Retype all of the data. Every line must match exactly.

==*==

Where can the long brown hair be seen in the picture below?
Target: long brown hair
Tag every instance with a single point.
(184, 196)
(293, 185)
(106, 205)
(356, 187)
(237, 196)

==*==

• [Answer in full]
Where can the long brown hair be seen in the picture below?
Target: long brown hair
Tag every instance with a single point.
(184, 196)
(293, 185)
(106, 205)
(356, 187)
(237, 196)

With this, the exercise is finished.